What is being asked: Only the opening lines of the listing, through the one with "positive clicks: (21, 371)", are to be retyped, each exactly as it stands.

Top of Data to process

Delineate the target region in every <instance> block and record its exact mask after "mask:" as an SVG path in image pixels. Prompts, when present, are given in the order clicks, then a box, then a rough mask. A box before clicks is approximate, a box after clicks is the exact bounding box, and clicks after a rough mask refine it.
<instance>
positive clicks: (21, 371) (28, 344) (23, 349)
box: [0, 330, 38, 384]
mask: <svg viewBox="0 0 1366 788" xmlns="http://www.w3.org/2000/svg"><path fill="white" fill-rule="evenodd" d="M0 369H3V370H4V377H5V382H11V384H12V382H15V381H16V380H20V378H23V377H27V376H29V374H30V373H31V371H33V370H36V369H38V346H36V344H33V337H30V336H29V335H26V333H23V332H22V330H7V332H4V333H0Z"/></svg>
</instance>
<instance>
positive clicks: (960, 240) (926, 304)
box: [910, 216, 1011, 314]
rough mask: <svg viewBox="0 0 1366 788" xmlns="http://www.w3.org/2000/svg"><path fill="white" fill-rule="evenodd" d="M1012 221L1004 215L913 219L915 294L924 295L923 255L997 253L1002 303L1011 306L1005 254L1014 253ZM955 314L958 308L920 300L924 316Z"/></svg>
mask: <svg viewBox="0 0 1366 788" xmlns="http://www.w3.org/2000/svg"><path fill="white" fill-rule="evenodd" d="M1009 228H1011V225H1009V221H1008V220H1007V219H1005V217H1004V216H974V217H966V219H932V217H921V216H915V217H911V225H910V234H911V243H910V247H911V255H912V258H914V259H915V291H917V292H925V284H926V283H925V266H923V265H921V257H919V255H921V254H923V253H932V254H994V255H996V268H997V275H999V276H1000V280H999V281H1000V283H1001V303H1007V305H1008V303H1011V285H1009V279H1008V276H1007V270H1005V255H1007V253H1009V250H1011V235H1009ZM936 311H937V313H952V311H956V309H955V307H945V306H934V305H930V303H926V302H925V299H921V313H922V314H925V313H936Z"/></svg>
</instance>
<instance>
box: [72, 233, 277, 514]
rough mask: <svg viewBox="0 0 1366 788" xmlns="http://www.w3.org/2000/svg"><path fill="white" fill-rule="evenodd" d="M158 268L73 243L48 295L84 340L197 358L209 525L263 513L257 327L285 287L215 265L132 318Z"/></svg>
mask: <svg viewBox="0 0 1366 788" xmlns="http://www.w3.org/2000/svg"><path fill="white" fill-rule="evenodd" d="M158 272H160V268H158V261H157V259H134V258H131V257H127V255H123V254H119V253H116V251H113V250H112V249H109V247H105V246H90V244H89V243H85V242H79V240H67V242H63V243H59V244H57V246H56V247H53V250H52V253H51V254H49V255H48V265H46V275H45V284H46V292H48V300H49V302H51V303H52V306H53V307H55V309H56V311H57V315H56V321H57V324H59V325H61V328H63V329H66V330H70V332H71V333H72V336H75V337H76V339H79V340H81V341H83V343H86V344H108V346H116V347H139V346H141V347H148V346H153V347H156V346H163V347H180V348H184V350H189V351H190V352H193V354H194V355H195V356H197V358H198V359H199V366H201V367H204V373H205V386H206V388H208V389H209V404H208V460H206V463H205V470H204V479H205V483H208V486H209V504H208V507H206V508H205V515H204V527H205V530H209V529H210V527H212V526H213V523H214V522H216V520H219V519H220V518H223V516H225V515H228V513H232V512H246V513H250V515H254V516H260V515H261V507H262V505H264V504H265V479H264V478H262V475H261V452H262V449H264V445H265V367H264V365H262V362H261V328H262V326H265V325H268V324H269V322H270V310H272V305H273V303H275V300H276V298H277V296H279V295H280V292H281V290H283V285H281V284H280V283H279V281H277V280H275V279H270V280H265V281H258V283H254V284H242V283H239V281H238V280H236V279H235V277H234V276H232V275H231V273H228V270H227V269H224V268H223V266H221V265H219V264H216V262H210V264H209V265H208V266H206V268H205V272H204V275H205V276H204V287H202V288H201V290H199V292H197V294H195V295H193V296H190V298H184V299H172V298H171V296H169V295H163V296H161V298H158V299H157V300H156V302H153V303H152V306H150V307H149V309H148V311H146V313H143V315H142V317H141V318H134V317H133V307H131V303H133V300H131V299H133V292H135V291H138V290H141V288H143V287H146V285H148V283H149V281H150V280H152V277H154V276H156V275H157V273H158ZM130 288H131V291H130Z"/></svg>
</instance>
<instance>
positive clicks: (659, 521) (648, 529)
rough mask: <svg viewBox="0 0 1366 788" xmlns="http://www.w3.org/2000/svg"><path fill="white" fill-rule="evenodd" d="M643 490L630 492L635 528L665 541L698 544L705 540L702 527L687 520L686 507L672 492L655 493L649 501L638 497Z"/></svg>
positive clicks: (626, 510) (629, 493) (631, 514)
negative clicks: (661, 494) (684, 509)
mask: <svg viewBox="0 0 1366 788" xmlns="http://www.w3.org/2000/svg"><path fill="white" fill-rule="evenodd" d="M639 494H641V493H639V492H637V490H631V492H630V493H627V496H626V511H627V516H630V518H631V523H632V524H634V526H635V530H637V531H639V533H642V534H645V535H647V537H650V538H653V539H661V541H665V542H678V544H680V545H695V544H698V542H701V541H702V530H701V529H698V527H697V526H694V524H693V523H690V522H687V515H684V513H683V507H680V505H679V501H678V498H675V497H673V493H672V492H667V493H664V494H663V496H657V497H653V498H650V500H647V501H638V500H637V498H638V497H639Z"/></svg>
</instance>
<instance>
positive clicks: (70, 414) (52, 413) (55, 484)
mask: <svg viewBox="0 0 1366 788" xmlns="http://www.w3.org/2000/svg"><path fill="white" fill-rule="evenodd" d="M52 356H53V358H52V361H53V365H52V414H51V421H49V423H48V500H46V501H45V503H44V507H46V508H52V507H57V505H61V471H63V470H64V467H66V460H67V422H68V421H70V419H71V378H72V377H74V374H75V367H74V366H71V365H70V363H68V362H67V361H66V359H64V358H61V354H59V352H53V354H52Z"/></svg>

Bottom of Data to process

Task output:
Delineate the target region in every <instance> block and record its exact mask after "mask:" as an SVG path in image pixels. Prompts, when present, are given in the order clicks, then a box, then a rough mask. A box before clicks is approximate, a box after clicks is the exact bounding box, and clicks after a rough mask refine it.
<instance>
positive clicks: (21, 371) (28, 344) (23, 349)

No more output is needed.